One thing I've learned is that you can't let other people blackmail you with their feelings. You should be respectful of their feelings, understand what they are going through and strive to cause as little pain as possible, but sometimes you have to do what's right and not cave in. Sometimes the truth hurts. When someone says to you, "I'm unhappy because of what you have said or done", if the unspoken addendum is "and it's up to you to make me feel better" then you're being manipulated. (I'm not saying that's what happened here at all, btw - it's just an extension of how I started this paragraph.) While we ultimately all need to get along with other people, I see no point in spending your life being miserable just to soothe ruffled feathers and avoid making waves.

Don't let people piss on you*. Look out for number one. :D

You're doing well - keep it up. Best of luck.

~ J.


* unless that's your particular kink, of course....

I can always depend on you to lift me up. I know we are new friends, but each time you offer me anything, I appreciate it. So many people in this world try to tread on you, as if we are a disease. I walked down an aisle about two years ago, "to be saved." What did I need to be saved from, being a lesbian? Someone made me this way. I didn't ask for it.

So, I wasn't born a boy. Maybe some wiring was wrong. Or maybe everybody else's wiring is wrong and mine is right. I like girls, I like the sweet womanhood between my legs. I love women, and am a woman. They turn me on, their smells, the way they look, the way their bottoms smile at you. Is it so wrong to just admit what I am? The world by large seems to think so. My parents think I am a miscreant. Would I be this way if I could help it? Why would I put up with the shit?

I seek to understand my parents and do want to forgive them, But it is hard. They are a product of a misguided belief in a God defined by so called normal men. Men who created a God to be the manipulator and controller of all who are different. This isn't the God I want to believe in, because surely, if God exists, it can't be this type of God.

You should be respectful of their feelings, understand what they are going through and strive to cause as little pain as possible, but sometimes you have to do what's right and not cave in. Sometimes the truth hurts.

About this task: Copy the stretch of the text above about standing your ground from "Don't let people" through "ask for it.".

Material shown:
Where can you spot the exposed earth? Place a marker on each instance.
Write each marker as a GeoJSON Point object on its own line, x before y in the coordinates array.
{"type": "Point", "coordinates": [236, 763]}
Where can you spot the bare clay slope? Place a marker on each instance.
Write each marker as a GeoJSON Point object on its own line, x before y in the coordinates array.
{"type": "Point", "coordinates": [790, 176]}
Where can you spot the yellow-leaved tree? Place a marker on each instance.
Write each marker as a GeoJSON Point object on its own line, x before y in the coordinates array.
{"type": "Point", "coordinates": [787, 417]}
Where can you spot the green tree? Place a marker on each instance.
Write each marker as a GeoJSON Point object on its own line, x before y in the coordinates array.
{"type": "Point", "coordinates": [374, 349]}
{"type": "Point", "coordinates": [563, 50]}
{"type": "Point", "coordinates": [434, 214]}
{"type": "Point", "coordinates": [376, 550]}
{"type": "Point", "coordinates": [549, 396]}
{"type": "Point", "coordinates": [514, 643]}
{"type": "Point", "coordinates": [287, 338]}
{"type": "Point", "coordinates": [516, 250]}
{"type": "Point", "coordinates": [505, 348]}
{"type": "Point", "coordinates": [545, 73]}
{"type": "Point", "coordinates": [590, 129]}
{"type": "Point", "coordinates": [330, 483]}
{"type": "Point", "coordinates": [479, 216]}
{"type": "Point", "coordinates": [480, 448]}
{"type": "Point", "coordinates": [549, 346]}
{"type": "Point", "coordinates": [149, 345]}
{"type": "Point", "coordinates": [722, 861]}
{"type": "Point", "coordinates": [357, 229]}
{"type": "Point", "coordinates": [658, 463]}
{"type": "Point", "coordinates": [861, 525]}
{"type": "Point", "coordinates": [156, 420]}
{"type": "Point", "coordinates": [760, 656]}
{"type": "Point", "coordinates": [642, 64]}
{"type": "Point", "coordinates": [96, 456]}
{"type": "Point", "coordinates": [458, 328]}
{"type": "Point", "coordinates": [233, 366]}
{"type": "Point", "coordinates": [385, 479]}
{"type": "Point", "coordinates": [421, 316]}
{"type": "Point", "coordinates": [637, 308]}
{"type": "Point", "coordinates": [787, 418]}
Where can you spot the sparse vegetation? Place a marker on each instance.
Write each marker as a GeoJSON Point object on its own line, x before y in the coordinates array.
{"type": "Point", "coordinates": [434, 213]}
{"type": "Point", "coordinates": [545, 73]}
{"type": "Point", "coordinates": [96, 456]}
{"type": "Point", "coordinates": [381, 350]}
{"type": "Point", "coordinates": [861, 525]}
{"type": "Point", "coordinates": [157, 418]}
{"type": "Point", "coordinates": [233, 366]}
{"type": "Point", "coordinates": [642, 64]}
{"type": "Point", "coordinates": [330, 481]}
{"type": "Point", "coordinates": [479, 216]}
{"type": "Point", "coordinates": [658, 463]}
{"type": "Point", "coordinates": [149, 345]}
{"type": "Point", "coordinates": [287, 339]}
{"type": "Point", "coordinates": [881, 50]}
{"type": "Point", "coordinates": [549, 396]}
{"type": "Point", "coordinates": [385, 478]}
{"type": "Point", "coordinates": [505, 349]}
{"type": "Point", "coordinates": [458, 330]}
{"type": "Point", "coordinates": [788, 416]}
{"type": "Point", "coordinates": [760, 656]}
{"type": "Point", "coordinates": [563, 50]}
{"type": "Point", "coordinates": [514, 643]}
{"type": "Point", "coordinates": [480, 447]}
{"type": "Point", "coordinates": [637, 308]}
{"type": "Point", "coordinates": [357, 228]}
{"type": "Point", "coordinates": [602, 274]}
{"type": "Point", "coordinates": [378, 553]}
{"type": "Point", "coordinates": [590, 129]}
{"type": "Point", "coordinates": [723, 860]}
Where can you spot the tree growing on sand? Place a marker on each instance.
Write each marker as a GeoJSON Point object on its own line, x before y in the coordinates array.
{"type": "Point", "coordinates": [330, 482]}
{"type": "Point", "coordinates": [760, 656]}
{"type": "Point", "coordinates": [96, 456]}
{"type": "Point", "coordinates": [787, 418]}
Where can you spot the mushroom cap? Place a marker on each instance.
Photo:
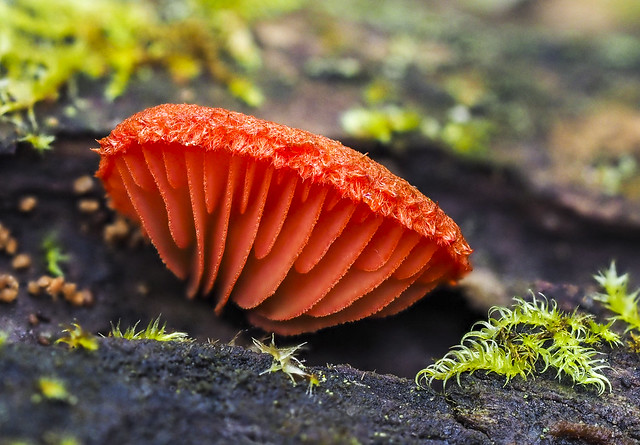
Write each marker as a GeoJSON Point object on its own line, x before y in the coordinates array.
{"type": "Point", "coordinates": [296, 228]}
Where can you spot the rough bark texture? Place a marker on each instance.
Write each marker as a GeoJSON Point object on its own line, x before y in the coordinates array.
{"type": "Point", "coordinates": [156, 393]}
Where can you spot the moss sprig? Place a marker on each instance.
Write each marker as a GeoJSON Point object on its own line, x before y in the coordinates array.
{"type": "Point", "coordinates": [154, 331]}
{"type": "Point", "coordinates": [530, 338]}
{"type": "Point", "coordinates": [284, 360]}
{"type": "Point", "coordinates": [617, 298]}
{"type": "Point", "coordinates": [75, 336]}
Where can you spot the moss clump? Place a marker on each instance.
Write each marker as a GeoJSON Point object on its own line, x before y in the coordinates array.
{"type": "Point", "coordinates": [617, 298]}
{"type": "Point", "coordinates": [51, 388]}
{"type": "Point", "coordinates": [153, 332]}
{"type": "Point", "coordinates": [44, 44]}
{"type": "Point", "coordinates": [54, 255]}
{"type": "Point", "coordinates": [77, 337]}
{"type": "Point", "coordinates": [530, 338]}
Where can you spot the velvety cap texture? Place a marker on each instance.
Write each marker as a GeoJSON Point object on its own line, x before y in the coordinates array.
{"type": "Point", "coordinates": [298, 229]}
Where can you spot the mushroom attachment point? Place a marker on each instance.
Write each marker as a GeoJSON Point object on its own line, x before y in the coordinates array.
{"type": "Point", "coordinates": [295, 228]}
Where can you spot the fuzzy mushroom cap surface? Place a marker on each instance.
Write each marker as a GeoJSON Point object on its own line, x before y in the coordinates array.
{"type": "Point", "coordinates": [296, 228]}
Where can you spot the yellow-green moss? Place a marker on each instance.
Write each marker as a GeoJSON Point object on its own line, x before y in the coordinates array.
{"type": "Point", "coordinates": [528, 339]}
{"type": "Point", "coordinates": [45, 44]}
{"type": "Point", "coordinates": [75, 336]}
{"type": "Point", "coordinates": [153, 332]}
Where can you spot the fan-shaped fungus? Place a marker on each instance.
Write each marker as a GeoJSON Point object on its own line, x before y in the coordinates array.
{"type": "Point", "coordinates": [298, 229]}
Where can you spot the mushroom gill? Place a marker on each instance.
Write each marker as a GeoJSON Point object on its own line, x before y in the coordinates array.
{"type": "Point", "coordinates": [296, 228]}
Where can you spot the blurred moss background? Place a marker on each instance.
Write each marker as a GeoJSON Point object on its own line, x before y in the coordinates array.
{"type": "Point", "coordinates": [552, 88]}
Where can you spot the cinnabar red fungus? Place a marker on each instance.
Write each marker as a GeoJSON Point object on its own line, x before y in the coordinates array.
{"type": "Point", "coordinates": [298, 229]}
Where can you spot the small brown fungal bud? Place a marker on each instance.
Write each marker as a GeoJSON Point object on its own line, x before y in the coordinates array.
{"type": "Point", "coordinates": [27, 204]}
{"type": "Point", "coordinates": [11, 247]}
{"type": "Point", "coordinates": [116, 231]}
{"type": "Point", "coordinates": [44, 281]}
{"type": "Point", "coordinates": [5, 234]}
{"type": "Point", "coordinates": [88, 205]}
{"type": "Point", "coordinates": [69, 290]}
{"type": "Point", "coordinates": [34, 288]}
{"type": "Point", "coordinates": [83, 184]}
{"type": "Point", "coordinates": [21, 261]}
{"type": "Point", "coordinates": [33, 319]}
{"type": "Point", "coordinates": [55, 286]}
{"type": "Point", "coordinates": [82, 297]}
{"type": "Point", "coordinates": [8, 288]}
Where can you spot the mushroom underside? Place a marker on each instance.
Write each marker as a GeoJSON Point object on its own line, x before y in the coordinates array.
{"type": "Point", "coordinates": [298, 255]}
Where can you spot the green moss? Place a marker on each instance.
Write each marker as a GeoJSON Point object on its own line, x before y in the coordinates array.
{"type": "Point", "coordinates": [284, 360]}
{"type": "Point", "coordinates": [45, 44]}
{"type": "Point", "coordinates": [51, 388]}
{"type": "Point", "coordinates": [76, 337]}
{"type": "Point", "coordinates": [380, 123]}
{"type": "Point", "coordinates": [153, 332]}
{"type": "Point", "coordinates": [529, 339]}
{"type": "Point", "coordinates": [617, 298]}
{"type": "Point", "coordinates": [54, 255]}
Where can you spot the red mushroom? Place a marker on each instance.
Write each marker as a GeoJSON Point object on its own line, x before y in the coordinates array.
{"type": "Point", "coordinates": [298, 229]}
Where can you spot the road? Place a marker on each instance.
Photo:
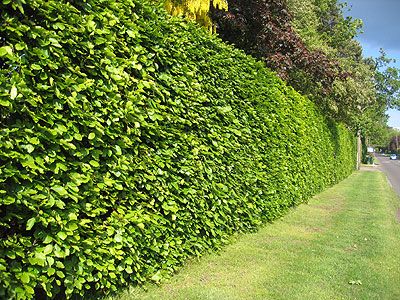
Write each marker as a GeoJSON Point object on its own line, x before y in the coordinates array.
{"type": "Point", "coordinates": [392, 170]}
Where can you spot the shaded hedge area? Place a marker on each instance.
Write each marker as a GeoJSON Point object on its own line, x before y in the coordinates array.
{"type": "Point", "coordinates": [130, 141]}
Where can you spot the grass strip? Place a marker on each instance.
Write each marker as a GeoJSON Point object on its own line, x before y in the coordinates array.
{"type": "Point", "coordinates": [343, 244]}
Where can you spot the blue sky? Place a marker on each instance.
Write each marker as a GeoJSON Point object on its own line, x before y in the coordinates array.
{"type": "Point", "coordinates": [381, 19]}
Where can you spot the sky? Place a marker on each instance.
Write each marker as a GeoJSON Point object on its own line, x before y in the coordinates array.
{"type": "Point", "coordinates": [381, 19]}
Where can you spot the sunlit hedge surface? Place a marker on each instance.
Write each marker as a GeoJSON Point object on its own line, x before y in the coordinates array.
{"type": "Point", "coordinates": [130, 141]}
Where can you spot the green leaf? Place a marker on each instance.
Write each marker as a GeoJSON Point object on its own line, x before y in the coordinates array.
{"type": "Point", "coordinates": [30, 223]}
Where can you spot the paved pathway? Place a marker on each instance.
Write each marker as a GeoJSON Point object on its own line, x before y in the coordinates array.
{"type": "Point", "coordinates": [392, 170]}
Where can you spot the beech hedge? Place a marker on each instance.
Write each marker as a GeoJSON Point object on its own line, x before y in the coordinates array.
{"type": "Point", "coordinates": [131, 140]}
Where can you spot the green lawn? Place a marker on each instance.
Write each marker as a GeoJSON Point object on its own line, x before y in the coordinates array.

Task output:
Don't let people piss on you*. Look out for number one. :D

You're doing well - keep it up. Best of luck.

~ J.


* unless that's your particular kink, of course....

I can always depend on you to lift me up. I know we are new friends, but each time you offer me anything, I appreciate it. So many people in this world try to tread on you, as if we are a disease. I walked down an aisle about two years ago, "to be saved." What did I need to be saved from, being a lesbian? Someone made me this way. I didn't ask for it.